▶ **What needs to be done**
Write out each entry again. Keep every word exactly as it is.

▶ **Data**
-.-.-
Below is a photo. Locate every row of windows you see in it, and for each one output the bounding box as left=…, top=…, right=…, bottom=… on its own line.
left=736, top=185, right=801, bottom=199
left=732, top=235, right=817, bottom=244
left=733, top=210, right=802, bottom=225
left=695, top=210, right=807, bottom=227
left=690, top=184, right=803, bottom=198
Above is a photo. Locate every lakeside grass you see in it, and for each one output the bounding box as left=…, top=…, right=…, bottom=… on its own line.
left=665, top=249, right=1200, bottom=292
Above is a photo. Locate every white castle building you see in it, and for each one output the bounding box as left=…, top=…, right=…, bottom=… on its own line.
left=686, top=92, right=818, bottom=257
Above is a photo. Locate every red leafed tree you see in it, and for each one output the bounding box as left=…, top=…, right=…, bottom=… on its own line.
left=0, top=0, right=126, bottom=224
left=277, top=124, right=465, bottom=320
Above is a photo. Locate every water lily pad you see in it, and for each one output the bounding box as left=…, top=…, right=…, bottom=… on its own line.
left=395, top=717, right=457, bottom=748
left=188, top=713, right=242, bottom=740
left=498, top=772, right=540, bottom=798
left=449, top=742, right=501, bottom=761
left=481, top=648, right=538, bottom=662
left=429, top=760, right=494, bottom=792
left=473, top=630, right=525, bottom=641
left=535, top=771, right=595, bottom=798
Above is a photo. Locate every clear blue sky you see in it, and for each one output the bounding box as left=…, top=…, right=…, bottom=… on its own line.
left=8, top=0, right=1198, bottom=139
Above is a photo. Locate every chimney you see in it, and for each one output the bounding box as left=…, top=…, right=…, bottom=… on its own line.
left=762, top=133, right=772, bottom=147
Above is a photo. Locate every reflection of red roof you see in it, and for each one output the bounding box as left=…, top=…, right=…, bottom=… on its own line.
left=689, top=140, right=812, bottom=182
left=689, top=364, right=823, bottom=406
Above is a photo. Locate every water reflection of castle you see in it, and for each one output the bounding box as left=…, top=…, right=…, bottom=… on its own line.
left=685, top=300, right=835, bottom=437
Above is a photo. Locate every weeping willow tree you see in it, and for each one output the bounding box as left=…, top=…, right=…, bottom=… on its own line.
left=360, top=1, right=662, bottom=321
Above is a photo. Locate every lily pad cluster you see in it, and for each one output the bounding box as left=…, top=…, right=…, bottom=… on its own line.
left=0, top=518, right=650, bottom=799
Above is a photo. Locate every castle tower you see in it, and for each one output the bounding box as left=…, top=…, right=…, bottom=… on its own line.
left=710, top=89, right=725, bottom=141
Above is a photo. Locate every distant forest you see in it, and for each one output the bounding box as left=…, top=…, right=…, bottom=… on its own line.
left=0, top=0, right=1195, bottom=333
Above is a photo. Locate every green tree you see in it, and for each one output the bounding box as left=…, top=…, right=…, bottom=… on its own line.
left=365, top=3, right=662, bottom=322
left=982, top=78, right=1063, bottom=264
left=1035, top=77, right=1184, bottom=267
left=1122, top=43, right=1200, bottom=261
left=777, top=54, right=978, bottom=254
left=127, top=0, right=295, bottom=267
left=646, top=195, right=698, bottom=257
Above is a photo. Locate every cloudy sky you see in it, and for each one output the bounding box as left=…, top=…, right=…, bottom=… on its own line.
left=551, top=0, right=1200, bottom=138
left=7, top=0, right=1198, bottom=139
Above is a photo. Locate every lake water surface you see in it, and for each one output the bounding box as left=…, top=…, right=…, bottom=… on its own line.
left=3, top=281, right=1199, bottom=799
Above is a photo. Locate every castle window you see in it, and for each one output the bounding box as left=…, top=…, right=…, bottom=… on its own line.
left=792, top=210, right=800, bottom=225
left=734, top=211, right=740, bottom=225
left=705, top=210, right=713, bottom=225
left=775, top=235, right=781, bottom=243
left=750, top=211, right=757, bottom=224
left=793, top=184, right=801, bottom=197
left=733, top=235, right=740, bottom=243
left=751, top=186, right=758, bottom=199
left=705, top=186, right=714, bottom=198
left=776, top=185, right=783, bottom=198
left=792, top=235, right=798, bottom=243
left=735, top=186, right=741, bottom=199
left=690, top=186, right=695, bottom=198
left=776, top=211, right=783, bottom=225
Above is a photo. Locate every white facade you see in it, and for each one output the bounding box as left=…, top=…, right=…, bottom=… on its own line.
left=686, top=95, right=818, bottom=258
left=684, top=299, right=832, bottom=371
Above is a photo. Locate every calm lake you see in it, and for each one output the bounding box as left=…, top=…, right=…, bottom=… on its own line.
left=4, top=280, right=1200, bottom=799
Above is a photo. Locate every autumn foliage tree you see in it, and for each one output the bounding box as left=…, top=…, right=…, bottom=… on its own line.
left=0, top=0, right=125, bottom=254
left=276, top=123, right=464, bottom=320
-.-.-
▶ **Response area**
Below is a photo. Locate every row of windows you see in it, and for each one output the bounding box as left=…, top=…, right=…, bottom=… on its own line.
left=736, top=185, right=801, bottom=199
left=732, top=235, right=817, bottom=244
left=733, top=210, right=802, bottom=225
left=695, top=210, right=807, bottom=227
left=690, top=184, right=803, bottom=198
Above is a photo. Locate every lakeside grass you see in it, and for each one output the bounding box as left=…, top=…, right=…, bottom=… on its own line.
left=665, top=249, right=1200, bottom=292
Above is a photo. Locate every white castle building you see in it, and for each one output the bounding box as left=…, top=…, right=…, bottom=… on its own line.
left=686, top=92, right=818, bottom=257
Above is a photo. Locate every red leafed tree you see in it, and for each one output the bounding box as left=…, top=…, right=…, bottom=… on its own line.
left=0, top=0, right=126, bottom=224
left=277, top=124, right=465, bottom=320
Above is a photo. Locate every water lily pad you see in it, and for each one output the bounding box as left=…, top=…, right=…, bottom=… on its own line.
left=395, top=717, right=457, bottom=748
left=188, top=713, right=242, bottom=740
left=498, top=772, right=540, bottom=798
left=449, top=742, right=501, bottom=761
left=481, top=648, right=538, bottom=662
left=429, top=760, right=494, bottom=792
left=473, top=630, right=525, bottom=641
left=535, top=771, right=595, bottom=798
Above is a photo. Locate every clear blue sky you see in it, and for each one output the bounding box as left=…, top=…, right=…, bottom=… on its own line.
left=8, top=0, right=1198, bottom=139
Above is a photo. Locate every chimney you see in it, and for each one output the bounding box as left=…, top=…, right=…, bottom=… on its own line.
left=762, top=133, right=772, bottom=147
Above is a photo. Locate every reflection of red roof you see in it, and for each one output the bounding box as left=…, top=…, right=…, bottom=… on its own line.
left=689, top=140, right=812, bottom=182
left=689, top=364, right=823, bottom=406
Above is a photo. Locate every water reflection of castle you see in it, and for each one output the bounding box as left=…, top=…, right=…, bottom=… on its own line.
left=685, top=300, right=835, bottom=437
Above is a photo. Locate every weeping willow tree you see in it, and for each one output the bounding box as left=…, top=…, right=…, bottom=… on its own line.
left=360, top=1, right=662, bottom=321
Above is a photo. Locate every lily pad cluster you see in it, and for each one output the bounding box as left=…, top=…, right=…, bottom=… on its own line.
left=0, top=518, right=650, bottom=799
Above is a photo. Locate every castle tower you see in it, and for each one output the bounding box as left=…, top=…, right=…, bottom=… on its own line.
left=710, top=89, right=725, bottom=141
Above is a photo. Locate every distant forest you see in it, and for each one output the bounding box as left=…, top=…, right=…, bottom=… on its own line.
left=0, top=0, right=1195, bottom=333
Above is a photo. Locate every green tree you see in it, and for each one output the bounding box as left=…, top=…, right=…, bottom=… on its own line.
left=365, top=3, right=662, bottom=322
left=982, top=78, right=1063, bottom=264
left=1035, top=77, right=1184, bottom=267
left=1122, top=43, right=1200, bottom=261
left=777, top=54, right=978, bottom=254
left=127, top=0, right=295, bottom=267
left=646, top=195, right=698, bottom=257
Above is a photo. Locate every cloudy sky you see in it, and for each one output the bounding box as left=…, top=…, right=…, bottom=… on its own line.
left=551, top=0, right=1200, bottom=138
left=7, top=0, right=1198, bottom=139
Above is a photo. Locate every lake water surface you see in it, and for each one output the bounding box as left=…, top=…, right=…, bottom=… on its own line.
left=3, top=281, right=1199, bottom=799
Above is a photo. Locate every castle window you see in it, and for each one output the bounding box as left=…, top=…, right=…, bottom=… on its own line.
left=792, top=210, right=800, bottom=225
left=734, top=211, right=740, bottom=225
left=705, top=210, right=713, bottom=225
left=775, top=235, right=781, bottom=243
left=750, top=211, right=757, bottom=224
left=793, top=184, right=801, bottom=197
left=733, top=235, right=740, bottom=243
left=751, top=186, right=758, bottom=199
left=705, top=186, right=714, bottom=198
left=776, top=185, right=783, bottom=198
left=792, top=235, right=798, bottom=243
left=735, top=186, right=741, bottom=199
left=690, top=186, right=695, bottom=198
left=776, top=211, right=783, bottom=225
Above is a photo. Locate every white facade you see in it, and for each one output the bounding box as left=…, top=…, right=…, bottom=… on its own line.
left=686, top=95, right=818, bottom=258
left=684, top=299, right=832, bottom=371
Above is a photo. Locate every calm lake you see in it, and for each one output the bounding box as left=…, top=…, right=…, bottom=… on its own line.
left=4, top=280, right=1200, bottom=799
Above is a photo. Locate every autumn foliage tree you see in it, and for each one output the bounding box as left=…, top=…, right=…, bottom=… on its own line.
left=0, top=0, right=125, bottom=254
left=276, top=123, right=464, bottom=320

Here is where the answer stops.